[Material supplied]
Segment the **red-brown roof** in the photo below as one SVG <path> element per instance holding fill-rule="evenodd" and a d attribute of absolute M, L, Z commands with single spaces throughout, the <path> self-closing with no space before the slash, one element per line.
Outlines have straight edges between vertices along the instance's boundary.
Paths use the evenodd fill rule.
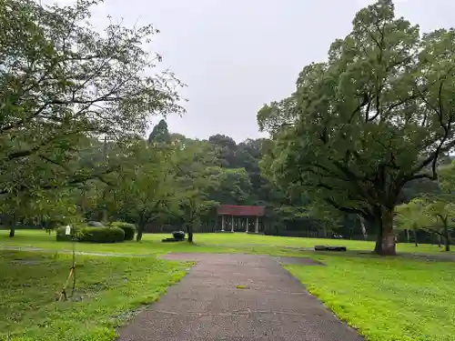
<path fill-rule="evenodd" d="M 219 216 L 264 216 L 265 206 L 248 206 L 238 205 L 220 205 L 218 206 Z"/>

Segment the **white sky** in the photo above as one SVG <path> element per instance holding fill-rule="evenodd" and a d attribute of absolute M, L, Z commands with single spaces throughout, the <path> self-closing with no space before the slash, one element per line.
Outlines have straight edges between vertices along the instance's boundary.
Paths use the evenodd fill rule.
<path fill-rule="evenodd" d="M 57 2 L 62 2 L 55 0 Z M 67 0 L 66 0 L 67 2 Z M 258 137 L 260 106 L 288 95 L 304 65 L 324 60 L 368 0 L 106 0 L 93 13 L 126 25 L 154 24 L 153 49 L 188 87 L 183 117 L 168 117 L 172 132 L 238 142 Z M 422 31 L 455 25 L 453 0 L 396 0 L 398 15 Z"/>

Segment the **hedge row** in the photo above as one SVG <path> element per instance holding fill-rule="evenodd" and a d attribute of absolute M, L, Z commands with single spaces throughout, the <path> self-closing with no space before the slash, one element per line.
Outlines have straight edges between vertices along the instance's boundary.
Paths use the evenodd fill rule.
<path fill-rule="evenodd" d="M 56 230 L 57 241 L 70 241 L 73 237 L 78 242 L 121 243 L 125 240 L 125 231 L 119 227 L 75 226 L 72 236 L 66 236 L 66 227 Z"/>
<path fill-rule="evenodd" d="M 134 224 L 124 223 L 120 221 L 116 221 L 111 223 L 110 226 L 112 227 L 118 227 L 124 230 L 125 232 L 125 240 L 133 240 L 135 238 L 136 234 L 136 226 Z"/>

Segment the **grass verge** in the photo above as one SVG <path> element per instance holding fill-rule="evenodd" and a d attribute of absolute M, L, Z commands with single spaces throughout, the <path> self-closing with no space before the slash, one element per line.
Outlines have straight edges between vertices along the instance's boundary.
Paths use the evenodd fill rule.
<path fill-rule="evenodd" d="M 0 230 L 0 247 L 42 247 L 47 249 L 71 249 L 69 242 L 56 242 L 56 235 L 43 230 L 17 230 L 14 238 L 7 237 L 8 231 Z M 260 253 L 281 256 L 299 247 L 314 247 L 316 245 L 346 246 L 349 250 L 371 251 L 373 242 L 359 240 L 337 240 L 318 238 L 297 238 L 260 235 L 234 234 L 196 234 L 197 246 L 187 243 L 161 243 L 169 235 L 146 234 L 141 243 L 135 241 L 120 244 L 77 244 L 78 251 L 99 253 L 120 253 L 131 255 L 166 254 L 168 252 L 210 252 L 210 253 Z M 445 253 L 441 247 L 421 245 L 415 247 L 412 244 L 400 243 L 397 246 L 399 253 L 435 254 L 447 256 L 453 252 Z M 278 253 L 277 253 L 278 252 Z"/>
<path fill-rule="evenodd" d="M 368 340 L 455 340 L 453 263 L 316 258 L 328 266 L 286 267 Z"/>
<path fill-rule="evenodd" d="M 77 256 L 75 296 L 56 302 L 70 266 L 70 255 L 0 251 L 0 340 L 113 340 L 116 327 L 157 300 L 188 264 Z"/>

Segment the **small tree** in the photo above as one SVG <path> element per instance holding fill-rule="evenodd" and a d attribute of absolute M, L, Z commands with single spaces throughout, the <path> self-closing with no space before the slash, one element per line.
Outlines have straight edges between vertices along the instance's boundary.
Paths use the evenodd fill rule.
<path fill-rule="evenodd" d="M 450 230 L 455 214 L 454 197 L 448 195 L 412 199 L 397 207 L 402 226 L 412 230 L 422 229 L 440 236 L 446 251 L 450 251 Z"/>
<path fill-rule="evenodd" d="M 167 216 L 176 203 L 175 180 L 167 155 L 136 140 L 125 151 L 121 171 L 108 181 L 111 184 L 108 204 L 111 210 L 123 212 L 137 226 L 140 241 L 147 224 Z"/>

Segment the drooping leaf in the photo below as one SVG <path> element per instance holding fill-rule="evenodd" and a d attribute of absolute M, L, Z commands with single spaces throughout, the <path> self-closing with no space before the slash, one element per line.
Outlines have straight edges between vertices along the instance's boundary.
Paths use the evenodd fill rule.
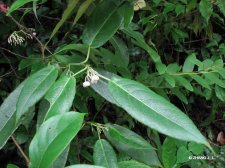
<path fill-rule="evenodd" d="M 87 165 L 87 164 L 77 164 L 77 165 L 67 166 L 66 168 L 105 168 L 105 167 L 93 166 L 93 165 Z"/>
<path fill-rule="evenodd" d="M 19 168 L 18 166 L 14 165 L 14 164 L 8 164 L 7 168 Z"/>
<path fill-rule="evenodd" d="M 187 150 L 184 146 L 181 146 L 177 151 L 177 163 L 185 163 L 189 161 L 189 157 L 193 154 Z"/>
<path fill-rule="evenodd" d="M 49 167 L 81 129 L 84 114 L 68 112 L 49 118 L 29 147 L 30 168 Z"/>
<path fill-rule="evenodd" d="M 119 168 L 151 168 L 148 165 L 140 163 L 136 160 L 121 161 L 118 163 Z"/>
<path fill-rule="evenodd" d="M 121 152 L 147 165 L 161 166 L 155 149 L 141 136 L 119 125 L 106 125 L 107 139 Z"/>
<path fill-rule="evenodd" d="M 219 7 L 220 11 L 225 16 L 225 1 L 224 0 L 217 0 L 216 5 Z"/>
<path fill-rule="evenodd" d="M 225 90 L 224 88 L 221 88 L 219 86 L 215 86 L 215 92 L 216 92 L 216 97 L 220 99 L 221 101 L 225 101 Z"/>
<path fill-rule="evenodd" d="M 162 161 L 165 168 L 173 167 L 176 163 L 176 144 L 172 138 L 166 138 L 162 146 Z"/>
<path fill-rule="evenodd" d="M 9 137 L 13 134 L 16 125 L 16 103 L 20 92 L 24 86 L 21 83 L 2 103 L 0 107 L 0 149 L 5 145 Z"/>
<path fill-rule="evenodd" d="M 163 77 L 165 78 L 165 80 L 172 86 L 175 87 L 176 85 L 176 81 L 175 78 L 171 75 L 168 74 L 164 74 Z"/>
<path fill-rule="evenodd" d="M 201 15 L 205 18 L 206 22 L 209 21 L 210 16 L 213 13 L 213 5 L 210 0 L 201 0 L 199 3 L 199 11 Z"/>
<path fill-rule="evenodd" d="M 11 14 L 13 11 L 17 10 L 18 8 L 24 6 L 25 4 L 32 2 L 33 0 L 16 0 L 9 8 L 7 15 Z"/>
<path fill-rule="evenodd" d="M 52 34 L 51 34 L 48 42 L 52 39 L 52 37 L 54 37 L 54 35 L 58 32 L 58 30 L 63 25 L 63 23 L 68 19 L 68 17 L 72 13 L 73 9 L 76 7 L 78 2 L 79 2 L 79 0 L 69 0 L 68 1 L 68 5 L 67 5 L 66 10 L 63 12 L 62 19 L 57 23 L 57 25 L 53 29 Z"/>
<path fill-rule="evenodd" d="M 57 76 L 57 68 L 48 66 L 26 80 L 16 105 L 16 122 L 19 122 L 27 110 L 44 96 L 55 82 Z"/>
<path fill-rule="evenodd" d="M 104 71 L 104 70 L 97 70 L 97 72 L 107 77 L 108 79 L 111 79 L 113 76 L 115 76 L 115 74 Z M 93 84 L 91 85 L 91 87 L 94 89 L 95 92 L 97 92 L 107 101 L 109 101 L 110 103 L 116 104 L 114 98 L 109 92 L 108 81 L 100 79 L 97 84 Z"/>
<path fill-rule="evenodd" d="M 205 137 L 183 112 L 144 85 L 113 78 L 109 90 L 117 104 L 142 124 L 168 136 L 210 148 Z"/>
<path fill-rule="evenodd" d="M 74 77 L 62 76 L 56 81 L 44 97 L 50 103 L 44 120 L 69 111 L 75 96 L 75 89 L 76 79 Z"/>
<path fill-rule="evenodd" d="M 200 155 L 204 152 L 204 146 L 201 144 L 190 142 L 188 144 L 188 150 L 191 151 L 194 155 Z"/>
<path fill-rule="evenodd" d="M 67 157 L 69 154 L 70 147 L 66 147 L 64 151 L 58 156 L 58 158 L 52 164 L 52 168 L 65 168 Z"/>
<path fill-rule="evenodd" d="M 104 139 L 99 139 L 94 146 L 93 159 L 95 165 L 106 168 L 117 168 L 117 157 L 112 146 Z"/>
<path fill-rule="evenodd" d="M 116 33 L 123 21 L 117 11 L 118 7 L 112 0 L 102 1 L 97 5 L 84 29 L 84 44 L 93 48 L 100 47 Z"/>

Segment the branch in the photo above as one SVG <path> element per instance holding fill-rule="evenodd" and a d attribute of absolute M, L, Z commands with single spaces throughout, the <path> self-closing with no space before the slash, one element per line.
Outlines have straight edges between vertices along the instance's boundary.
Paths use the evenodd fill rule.
<path fill-rule="evenodd" d="M 14 136 L 11 136 L 13 143 L 16 145 L 16 147 L 18 148 L 18 150 L 20 151 L 21 155 L 24 157 L 27 167 L 29 167 L 29 163 L 30 163 L 30 159 L 27 157 L 27 155 L 24 153 L 23 149 L 21 148 L 21 146 L 17 143 L 16 139 Z"/>

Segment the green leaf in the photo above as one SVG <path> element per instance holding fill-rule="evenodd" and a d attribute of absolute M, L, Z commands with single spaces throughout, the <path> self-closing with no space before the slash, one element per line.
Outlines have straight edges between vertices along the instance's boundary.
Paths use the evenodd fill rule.
<path fill-rule="evenodd" d="M 216 97 L 220 99 L 221 101 L 225 101 L 225 90 L 224 88 L 221 88 L 219 86 L 215 86 L 215 92 L 216 92 Z"/>
<path fill-rule="evenodd" d="M 189 156 L 193 156 L 190 151 L 184 146 L 181 146 L 177 151 L 177 163 L 185 163 L 189 161 Z"/>
<path fill-rule="evenodd" d="M 75 89 L 76 79 L 74 77 L 62 76 L 56 81 L 44 97 L 50 103 L 44 120 L 69 111 L 75 96 Z"/>
<path fill-rule="evenodd" d="M 225 68 L 224 67 L 214 67 L 213 70 L 217 71 L 225 79 Z"/>
<path fill-rule="evenodd" d="M 140 163 L 136 160 L 121 161 L 118 163 L 119 168 L 151 168 L 148 165 Z"/>
<path fill-rule="evenodd" d="M 162 146 L 162 161 L 165 168 L 171 168 L 176 163 L 176 144 L 172 138 L 166 138 Z"/>
<path fill-rule="evenodd" d="M 120 60 L 123 67 L 127 67 L 129 64 L 129 55 L 128 55 L 128 48 L 126 44 L 117 36 L 113 36 L 110 40 L 113 47 L 115 48 L 115 55 L 117 56 L 117 63 L 119 64 L 118 60 Z"/>
<path fill-rule="evenodd" d="M 191 83 L 182 76 L 174 76 L 175 80 L 181 85 L 184 86 L 187 90 L 193 91 Z"/>
<path fill-rule="evenodd" d="M 94 146 L 93 159 L 95 165 L 106 168 L 117 168 L 117 158 L 112 146 L 104 139 L 99 139 Z"/>
<path fill-rule="evenodd" d="M 161 166 L 155 149 L 141 136 L 119 125 L 106 125 L 107 139 L 119 151 L 147 165 Z"/>
<path fill-rule="evenodd" d="M 130 37 L 134 38 L 135 41 L 133 41 L 133 43 L 143 48 L 149 54 L 149 56 L 155 63 L 161 62 L 161 58 L 159 54 L 145 42 L 142 34 L 140 34 L 139 32 L 133 31 L 130 28 L 123 29 L 123 32 L 129 35 Z"/>
<path fill-rule="evenodd" d="M 164 74 L 163 77 L 165 78 L 165 81 L 167 81 L 172 87 L 175 87 L 176 81 L 173 76 Z"/>
<path fill-rule="evenodd" d="M 84 114 L 68 112 L 49 118 L 29 147 L 30 168 L 48 168 L 81 129 Z"/>
<path fill-rule="evenodd" d="M 201 0 L 199 4 L 199 11 L 208 23 L 210 16 L 213 13 L 213 5 L 210 0 Z"/>
<path fill-rule="evenodd" d="M 7 15 L 15 11 L 16 9 L 24 6 L 25 4 L 32 2 L 33 0 L 16 0 L 9 8 Z"/>
<path fill-rule="evenodd" d="M 7 168 L 19 168 L 18 166 L 14 165 L 14 164 L 8 164 Z"/>
<path fill-rule="evenodd" d="M 188 144 L 188 150 L 191 151 L 194 155 L 200 155 L 204 152 L 204 146 L 201 144 L 190 142 Z"/>
<path fill-rule="evenodd" d="M 199 75 L 191 75 L 191 77 L 196 81 L 198 82 L 201 86 L 211 90 L 210 86 L 209 86 L 209 83 L 207 80 L 203 79 L 201 76 Z"/>
<path fill-rule="evenodd" d="M 156 69 L 159 72 L 159 74 L 162 75 L 166 72 L 166 65 L 162 63 L 156 63 Z"/>
<path fill-rule="evenodd" d="M 116 76 L 113 73 L 104 71 L 104 70 L 97 70 L 97 72 L 108 79 L 111 79 L 113 76 Z M 109 101 L 110 103 L 116 104 L 114 98 L 112 97 L 111 93 L 109 92 L 108 88 L 108 81 L 100 79 L 97 84 L 91 85 L 95 92 L 101 95 L 104 99 Z"/>
<path fill-rule="evenodd" d="M 225 1 L 224 0 L 217 0 L 216 5 L 219 7 L 221 13 L 225 16 Z"/>
<path fill-rule="evenodd" d="M 176 106 L 146 86 L 122 78 L 113 78 L 109 90 L 117 104 L 142 124 L 168 136 L 204 144 L 205 137 Z"/>
<path fill-rule="evenodd" d="M 13 134 L 16 125 L 16 103 L 20 92 L 24 86 L 21 83 L 2 103 L 0 107 L 0 149 L 5 145 L 9 137 Z"/>
<path fill-rule="evenodd" d="M 69 154 L 69 146 L 58 156 L 58 158 L 52 164 L 52 168 L 65 168 L 67 157 Z"/>
<path fill-rule="evenodd" d="M 178 99 L 180 99 L 185 104 L 188 104 L 187 97 L 185 94 L 177 87 L 171 89 L 172 93 L 177 96 Z"/>
<path fill-rule="evenodd" d="M 58 32 L 58 30 L 63 25 L 63 23 L 68 19 L 68 17 L 72 13 L 73 9 L 76 7 L 78 2 L 79 2 L 79 0 L 69 0 L 68 1 L 68 6 L 67 6 L 66 10 L 63 12 L 62 19 L 57 23 L 57 25 L 53 29 L 48 42 L 52 39 L 52 37 L 54 37 L 54 35 Z M 47 44 L 48 44 L 48 42 L 47 42 Z"/>
<path fill-rule="evenodd" d="M 81 16 L 86 12 L 86 10 L 88 9 L 88 7 L 91 5 L 91 3 L 93 2 L 94 0 L 86 0 L 84 1 L 78 11 L 77 11 L 77 14 L 74 18 L 74 21 L 73 21 L 73 24 L 72 24 L 72 27 L 74 27 L 74 25 L 77 23 L 77 21 L 81 18 Z"/>
<path fill-rule="evenodd" d="M 26 80 L 16 105 L 16 122 L 19 122 L 28 109 L 44 96 L 55 82 L 57 76 L 57 68 L 48 66 Z"/>
<path fill-rule="evenodd" d="M 98 48 L 116 33 L 123 21 L 117 9 L 118 5 L 112 0 L 102 1 L 97 5 L 84 29 L 84 44 Z"/>
<path fill-rule="evenodd" d="M 207 73 L 205 74 L 205 78 L 209 81 L 215 83 L 216 85 L 225 88 L 225 83 L 223 80 L 220 80 L 219 75 L 215 73 Z"/>
<path fill-rule="evenodd" d="M 123 27 L 128 27 L 134 17 L 134 9 L 131 3 L 125 3 L 120 7 L 119 12 L 123 16 Z"/>
<path fill-rule="evenodd" d="M 92 165 L 87 165 L 87 164 L 77 164 L 77 165 L 68 166 L 66 168 L 105 168 L 105 167 L 92 166 Z"/>

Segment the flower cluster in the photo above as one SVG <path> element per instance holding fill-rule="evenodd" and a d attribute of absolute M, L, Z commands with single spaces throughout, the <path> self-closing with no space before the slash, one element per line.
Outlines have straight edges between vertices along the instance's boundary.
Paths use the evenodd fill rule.
<path fill-rule="evenodd" d="M 7 12 L 9 7 L 0 3 L 0 12 Z"/>
<path fill-rule="evenodd" d="M 146 2 L 145 0 L 137 0 L 135 3 L 134 3 L 134 10 L 135 11 L 138 11 L 142 8 L 146 7 Z"/>
<path fill-rule="evenodd" d="M 33 30 L 33 29 L 31 29 L 31 30 Z M 10 36 L 9 36 L 9 38 L 8 38 L 8 43 L 10 44 L 10 45 L 21 45 L 23 42 L 25 42 L 25 38 L 23 37 L 23 36 L 25 37 L 25 38 L 28 38 L 28 39 L 33 39 L 33 37 L 32 37 L 32 35 L 30 35 L 30 34 L 28 34 L 28 33 L 26 33 L 26 32 L 24 32 L 23 30 L 20 30 L 20 31 L 14 31 Z M 33 35 L 35 35 L 34 33 L 33 33 Z"/>
<path fill-rule="evenodd" d="M 96 84 L 99 80 L 98 73 L 92 68 L 88 68 L 83 87 L 86 88 L 91 86 L 91 84 Z"/>

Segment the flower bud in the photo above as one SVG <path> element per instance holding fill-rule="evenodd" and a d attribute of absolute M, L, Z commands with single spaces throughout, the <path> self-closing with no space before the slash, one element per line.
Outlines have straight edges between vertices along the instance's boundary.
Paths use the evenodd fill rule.
<path fill-rule="evenodd" d="M 88 86 L 90 86 L 90 85 L 91 85 L 91 83 L 88 82 L 88 81 L 86 81 L 86 82 L 83 83 L 83 87 L 84 87 L 84 88 L 86 88 L 86 87 L 88 87 Z"/>

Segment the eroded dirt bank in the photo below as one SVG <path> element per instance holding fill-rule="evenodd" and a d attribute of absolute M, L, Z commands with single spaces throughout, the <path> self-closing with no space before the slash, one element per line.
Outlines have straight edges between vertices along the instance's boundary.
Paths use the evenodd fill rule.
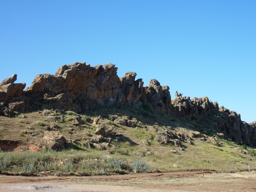
<path fill-rule="evenodd" d="M 256 173 L 184 171 L 92 177 L 0 175 L 6 191 L 254 191 Z"/>

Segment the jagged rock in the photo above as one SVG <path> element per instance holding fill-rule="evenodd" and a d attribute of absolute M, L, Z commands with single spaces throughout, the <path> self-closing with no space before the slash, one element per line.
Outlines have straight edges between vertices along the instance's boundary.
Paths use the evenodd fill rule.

[Task requirements]
Copy the lines from the line with "Segment the **white" up to and including the line with "134 224 L 124", reproducing each one without any change.

[Output of the exercise]
Segment the **white sky** in the photo above as one SVG <path> element per instance holding fill-rule="evenodd" and a d attribute of absolute M, L, Z commands with single spaces throughout, the <path> self-closing with no space before the slash, one element per line.
Outlines have straight edges between vertices along the instance's boundary.
Paths use the evenodd fill rule.
<path fill-rule="evenodd" d="M 57 2 L 62 2 L 55 0 Z M 67 0 L 66 0 L 67 2 Z M 258 137 L 260 106 L 288 95 L 304 65 L 324 60 L 368 0 L 106 0 L 93 13 L 126 25 L 154 24 L 153 49 L 188 87 L 183 117 L 168 117 L 172 132 L 238 142 Z M 422 31 L 455 25 L 453 0 L 396 0 L 398 15 Z"/>

Segment the **hedge row** in the photo above as one SVG <path> element per instance holding fill-rule="evenodd" and a d attribute of absolute M, L, Z commands with single spaces throughout, the <path> self-closing with no space before the slash, one element per line.
Outlines have straight edges between vertices along the instance's boundary.
Paths use the evenodd fill rule.
<path fill-rule="evenodd" d="M 56 230 L 57 241 L 70 241 L 73 237 L 78 242 L 121 243 L 125 240 L 125 231 L 119 227 L 75 226 L 72 236 L 66 236 L 66 227 Z"/>
<path fill-rule="evenodd" d="M 134 224 L 124 223 L 120 221 L 116 221 L 111 223 L 110 226 L 112 227 L 118 227 L 124 230 L 125 232 L 125 240 L 133 240 L 135 238 L 136 234 L 136 226 Z"/>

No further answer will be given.